What to do
Copy each of the rows below word for word, keeping every line as it stands.
* start Given entries *
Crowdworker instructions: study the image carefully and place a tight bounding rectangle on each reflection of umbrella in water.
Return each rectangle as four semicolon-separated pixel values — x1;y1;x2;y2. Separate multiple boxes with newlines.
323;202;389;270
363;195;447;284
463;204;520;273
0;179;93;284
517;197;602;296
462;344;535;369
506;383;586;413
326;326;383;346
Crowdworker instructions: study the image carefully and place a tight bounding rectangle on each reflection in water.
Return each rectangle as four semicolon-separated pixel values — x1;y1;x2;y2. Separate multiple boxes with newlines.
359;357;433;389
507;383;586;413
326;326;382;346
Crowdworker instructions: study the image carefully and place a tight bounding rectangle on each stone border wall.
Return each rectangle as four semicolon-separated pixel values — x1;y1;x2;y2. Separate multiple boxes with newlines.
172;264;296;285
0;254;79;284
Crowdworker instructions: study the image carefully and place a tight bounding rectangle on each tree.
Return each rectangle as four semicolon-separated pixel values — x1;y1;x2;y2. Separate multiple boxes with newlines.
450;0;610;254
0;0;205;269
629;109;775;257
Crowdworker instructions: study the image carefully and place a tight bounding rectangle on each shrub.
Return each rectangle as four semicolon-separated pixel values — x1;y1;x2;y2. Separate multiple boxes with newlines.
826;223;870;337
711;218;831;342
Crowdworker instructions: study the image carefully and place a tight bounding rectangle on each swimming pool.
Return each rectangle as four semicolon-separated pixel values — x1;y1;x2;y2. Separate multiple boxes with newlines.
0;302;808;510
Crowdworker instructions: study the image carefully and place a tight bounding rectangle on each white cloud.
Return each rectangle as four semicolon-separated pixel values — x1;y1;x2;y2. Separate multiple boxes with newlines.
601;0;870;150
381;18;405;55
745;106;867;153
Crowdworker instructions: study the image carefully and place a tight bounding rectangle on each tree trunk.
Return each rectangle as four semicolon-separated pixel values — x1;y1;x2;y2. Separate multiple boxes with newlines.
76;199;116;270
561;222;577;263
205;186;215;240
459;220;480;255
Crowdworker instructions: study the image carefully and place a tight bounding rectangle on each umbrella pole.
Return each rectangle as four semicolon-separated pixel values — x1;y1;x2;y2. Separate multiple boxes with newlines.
* end Given entries *
Reply to the task
Crowdworker instructions: study the image carefully and place a tight bounding rectangle on each reflection of umbrella in water.
Return each rectangle as four semicolon-separated pixel values — x1;y1;x2;y2. Separate multiple boxes with newlines.
323;202;389;270
363;195;447;284
463;204;520;273
0;179;93;284
517;197;602;296
462;344;535;369
506;383;586;413
326;326;383;346
Crowdworker instructions: study the image carefully and place a tight bounding rectangle on each reflection in water.
Return each rectangle as four semicolon-separated pixel values — x1;y1;x2;y2. Separate multiple boxes with newlines.
359;357;433;389
507;383;586;413
326;326;382;346
Crowdworker instructions: study the image carefully and place a tight bounding rectangle on each stone border wall.
Return each rectangle as four semicolon-separated pixel values — x1;y1;x2;y2. Separate multiple boxes with newlines.
172;264;296;285
0;254;79;284
Crowdworker instructions: study the image carefully and place a tight bounding rectangle on each tree.
Return each rectangle as four semicolon-separated pixel values — x1;y1;x2;y2. Separate multiple boxes with newlines.
450;0;610;254
0;0;205;269
629;109;775;257
Crowdworker instructions: study the image carefully and place a tight bounding rectangle on each shrub.
Return each rectangle as four semicolon-separated pixel values — x1;y1;x2;y2. Separate multiple boxes with newlines.
826;223;870;337
711;218;831;342
Crowdworker instructions: study the image carefully and place a tight bounding rectangle on each swimming pool.
Return each rectangle as four semicolon-separated pixel values — x1;y1;x2;y2. Separate multiple boxes with newlines.
0;302;808;510
Crowdworker instructions: study the image carefully and place a tight bounding rectangle on each white cloud.
Return each rectangle as four semicolon-separated pixel values — x1;y1;x2;y2. Separate multiple boxes with newlines.
601;0;870;150
381;18;405;55
745;106;867;153
Crowdworker instructions: study the image carefully and place a tight bounding rectangle on each tree trunk.
Return each rectangle as four semicolon-separated pixel values — x1;y1;x2;y2. Separate multiple boxes with newlines.
76;199;116;270
561;222;577;263
205;186;215;240
459;220;480;255
Crowdworker instructions: study the image carefully and place a tight bounding rectangle on each umbrella pole.
Return each rectangle as four semicolon-separated pixel values — x1;y1;x2;y2. Separate multiple boxes with newlines.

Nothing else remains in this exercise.